• [Exercise requirements]:
Render the lines below as a JSON list of strings, one string for each line, with blank lines omitted and the pictures excluded.

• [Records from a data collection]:
=-=-=-=-=

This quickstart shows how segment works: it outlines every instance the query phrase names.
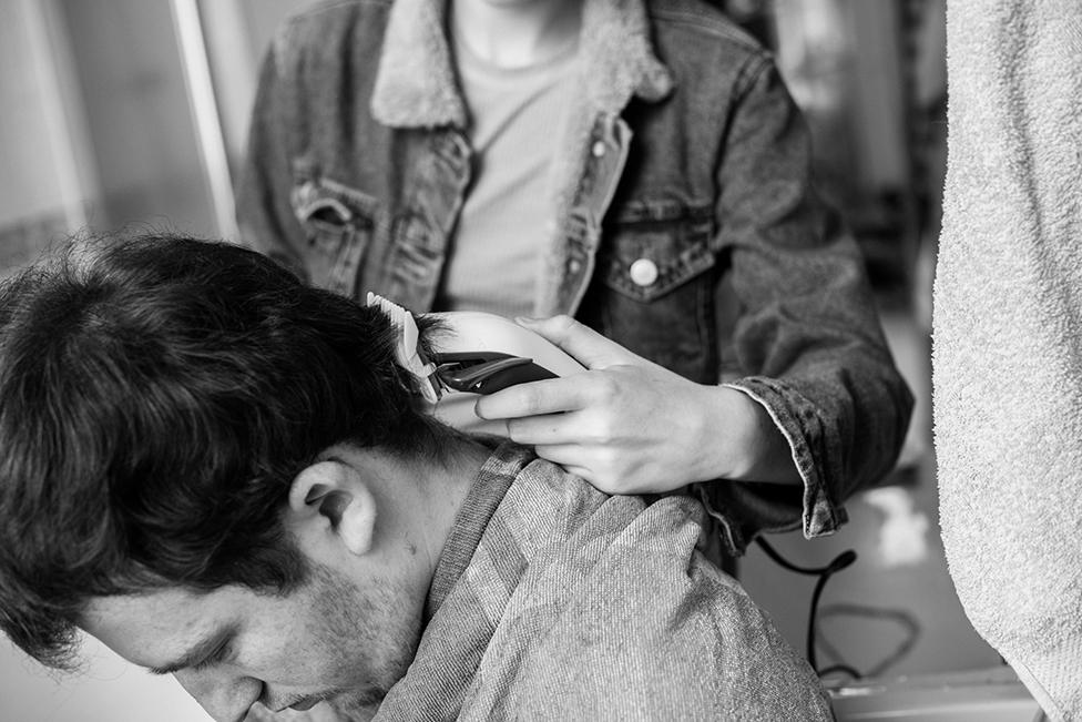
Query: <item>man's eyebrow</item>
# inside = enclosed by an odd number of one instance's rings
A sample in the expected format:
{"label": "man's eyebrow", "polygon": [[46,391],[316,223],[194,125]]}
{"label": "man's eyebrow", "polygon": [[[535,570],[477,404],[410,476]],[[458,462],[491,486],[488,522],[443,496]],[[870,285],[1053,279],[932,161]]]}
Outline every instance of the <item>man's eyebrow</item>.
{"label": "man's eyebrow", "polygon": [[151,674],[175,674],[183,669],[195,667],[203,660],[208,659],[228,642],[232,637],[232,629],[222,629],[218,632],[195,643],[192,649],[184,652],[175,661],[162,667],[147,668]]}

=-=-=-=-=

• [Problem solution]:
[
  "This quickstart shows how segment works: it outlines every instance the query phrase names.",
  "Query: <item>man's eyebrow</item>",
  "# inside = enclosed by an odd number of one instance's rings",
  "A sample in the expected format:",
  "{\"label\": \"man's eyebrow\", \"polygon\": [[46,391],[316,223],[194,125]]}",
  "{\"label\": \"man's eyebrow\", \"polygon\": [[[535,570],[477,404],[410,476]],[[458,462],[491,486],[488,522],[443,496]],[[870,285],[1053,279],[932,161]]]}",
  "Outline every instance of the <item>man's eyebrow</item>.",
  "{\"label\": \"man's eyebrow\", \"polygon\": [[151,674],[175,674],[183,669],[195,667],[203,660],[208,659],[228,642],[232,637],[232,629],[222,629],[218,632],[195,643],[192,649],[184,652],[175,661],[162,667],[147,668]]}"
]